WORK INSTRUCTIONS — Report each line of the records where "below" occurs.

[Point localization data]

• • • • •

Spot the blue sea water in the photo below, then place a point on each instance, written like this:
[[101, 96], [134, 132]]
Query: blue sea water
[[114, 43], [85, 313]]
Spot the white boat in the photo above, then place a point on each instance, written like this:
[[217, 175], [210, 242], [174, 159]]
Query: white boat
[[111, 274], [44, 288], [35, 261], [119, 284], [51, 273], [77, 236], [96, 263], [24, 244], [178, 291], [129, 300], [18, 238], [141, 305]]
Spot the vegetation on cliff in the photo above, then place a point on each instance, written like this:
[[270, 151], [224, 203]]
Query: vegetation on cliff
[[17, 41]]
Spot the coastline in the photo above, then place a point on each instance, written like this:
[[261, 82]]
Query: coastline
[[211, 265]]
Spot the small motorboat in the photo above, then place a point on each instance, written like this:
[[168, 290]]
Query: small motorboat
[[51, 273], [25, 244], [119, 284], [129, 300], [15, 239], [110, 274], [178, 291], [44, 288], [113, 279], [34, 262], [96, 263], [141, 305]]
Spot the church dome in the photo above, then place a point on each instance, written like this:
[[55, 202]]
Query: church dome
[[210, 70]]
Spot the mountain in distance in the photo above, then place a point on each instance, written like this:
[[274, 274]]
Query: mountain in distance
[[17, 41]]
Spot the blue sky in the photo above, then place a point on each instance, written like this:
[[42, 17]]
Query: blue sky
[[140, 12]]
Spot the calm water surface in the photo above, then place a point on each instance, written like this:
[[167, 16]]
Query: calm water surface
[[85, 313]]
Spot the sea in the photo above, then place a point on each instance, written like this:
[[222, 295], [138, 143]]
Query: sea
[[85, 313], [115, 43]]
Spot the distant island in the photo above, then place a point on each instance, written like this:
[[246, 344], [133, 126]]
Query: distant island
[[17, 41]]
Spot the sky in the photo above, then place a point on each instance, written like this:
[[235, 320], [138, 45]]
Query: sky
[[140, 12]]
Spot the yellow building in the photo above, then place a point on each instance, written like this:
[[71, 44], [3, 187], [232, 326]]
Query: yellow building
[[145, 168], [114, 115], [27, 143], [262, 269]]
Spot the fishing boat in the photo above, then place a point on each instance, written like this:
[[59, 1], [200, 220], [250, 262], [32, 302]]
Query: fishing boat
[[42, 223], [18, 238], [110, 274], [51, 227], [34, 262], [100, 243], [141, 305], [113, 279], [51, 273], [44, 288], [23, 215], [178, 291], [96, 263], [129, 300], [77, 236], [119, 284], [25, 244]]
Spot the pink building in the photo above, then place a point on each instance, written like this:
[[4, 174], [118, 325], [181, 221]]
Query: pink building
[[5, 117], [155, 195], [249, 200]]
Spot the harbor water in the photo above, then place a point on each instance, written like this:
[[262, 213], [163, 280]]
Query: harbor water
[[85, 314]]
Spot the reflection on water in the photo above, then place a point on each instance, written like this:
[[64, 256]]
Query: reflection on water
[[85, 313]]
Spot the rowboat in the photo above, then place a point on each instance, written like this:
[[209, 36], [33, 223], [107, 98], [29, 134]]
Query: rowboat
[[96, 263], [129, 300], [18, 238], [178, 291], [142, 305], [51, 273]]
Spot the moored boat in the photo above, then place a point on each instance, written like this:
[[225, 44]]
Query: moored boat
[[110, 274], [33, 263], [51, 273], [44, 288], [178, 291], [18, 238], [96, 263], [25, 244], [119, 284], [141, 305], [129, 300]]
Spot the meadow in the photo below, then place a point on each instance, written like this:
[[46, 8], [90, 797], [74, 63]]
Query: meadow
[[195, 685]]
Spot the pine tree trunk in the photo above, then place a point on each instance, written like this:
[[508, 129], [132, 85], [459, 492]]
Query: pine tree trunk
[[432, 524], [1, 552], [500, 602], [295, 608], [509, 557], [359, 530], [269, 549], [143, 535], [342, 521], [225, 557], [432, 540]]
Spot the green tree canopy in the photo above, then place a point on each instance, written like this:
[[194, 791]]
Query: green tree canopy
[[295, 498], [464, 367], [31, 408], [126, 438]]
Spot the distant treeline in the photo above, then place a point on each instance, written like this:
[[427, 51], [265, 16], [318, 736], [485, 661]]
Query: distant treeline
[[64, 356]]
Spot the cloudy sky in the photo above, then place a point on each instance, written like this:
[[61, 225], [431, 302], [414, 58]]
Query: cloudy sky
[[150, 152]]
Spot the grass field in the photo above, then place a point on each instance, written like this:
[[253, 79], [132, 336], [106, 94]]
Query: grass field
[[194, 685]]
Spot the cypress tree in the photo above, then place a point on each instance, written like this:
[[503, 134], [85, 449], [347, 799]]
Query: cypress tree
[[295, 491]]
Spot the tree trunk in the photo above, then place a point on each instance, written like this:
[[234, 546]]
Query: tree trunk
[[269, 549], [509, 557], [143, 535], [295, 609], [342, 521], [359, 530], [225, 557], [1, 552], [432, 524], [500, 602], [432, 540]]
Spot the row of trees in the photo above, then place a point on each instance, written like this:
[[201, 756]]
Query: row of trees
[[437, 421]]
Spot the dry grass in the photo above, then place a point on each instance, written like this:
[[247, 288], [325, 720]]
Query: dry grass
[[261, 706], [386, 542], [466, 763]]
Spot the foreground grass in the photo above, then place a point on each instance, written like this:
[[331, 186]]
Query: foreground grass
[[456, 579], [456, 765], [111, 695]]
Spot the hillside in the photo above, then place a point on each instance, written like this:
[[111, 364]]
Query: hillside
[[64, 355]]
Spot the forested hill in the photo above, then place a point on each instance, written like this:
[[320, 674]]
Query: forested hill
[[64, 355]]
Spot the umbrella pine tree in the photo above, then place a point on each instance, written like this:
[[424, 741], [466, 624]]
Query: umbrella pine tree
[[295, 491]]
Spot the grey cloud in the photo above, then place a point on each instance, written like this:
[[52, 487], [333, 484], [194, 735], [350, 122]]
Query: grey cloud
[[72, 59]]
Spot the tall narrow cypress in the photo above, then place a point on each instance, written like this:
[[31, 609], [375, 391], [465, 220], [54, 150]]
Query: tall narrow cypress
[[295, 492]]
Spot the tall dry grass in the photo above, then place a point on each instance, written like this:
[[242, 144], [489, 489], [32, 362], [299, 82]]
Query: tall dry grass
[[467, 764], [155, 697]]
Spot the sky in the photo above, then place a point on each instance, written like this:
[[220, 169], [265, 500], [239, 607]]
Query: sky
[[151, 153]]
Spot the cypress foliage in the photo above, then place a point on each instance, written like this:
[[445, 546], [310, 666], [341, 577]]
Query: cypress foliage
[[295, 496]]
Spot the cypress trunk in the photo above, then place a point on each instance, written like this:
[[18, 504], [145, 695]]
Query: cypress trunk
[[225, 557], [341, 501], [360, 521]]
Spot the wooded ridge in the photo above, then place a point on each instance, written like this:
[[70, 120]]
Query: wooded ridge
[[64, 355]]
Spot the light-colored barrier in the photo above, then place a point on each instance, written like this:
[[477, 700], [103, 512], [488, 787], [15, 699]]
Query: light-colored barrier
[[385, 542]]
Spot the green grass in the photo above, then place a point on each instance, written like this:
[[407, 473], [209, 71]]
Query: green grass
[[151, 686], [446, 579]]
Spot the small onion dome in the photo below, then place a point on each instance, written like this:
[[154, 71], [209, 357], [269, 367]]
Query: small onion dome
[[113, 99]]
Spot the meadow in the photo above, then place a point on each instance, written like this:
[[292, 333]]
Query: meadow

• • • • •

RESULT FOR THIS EXERCISE —
Spot the blue sea water in the photo below, then place a point on each instance, written like this:
Spot the meadow in the photo below, then place a point on each instance, written like this:
Spot the small onion dome in the photo below, then place a point on each instance, written like this:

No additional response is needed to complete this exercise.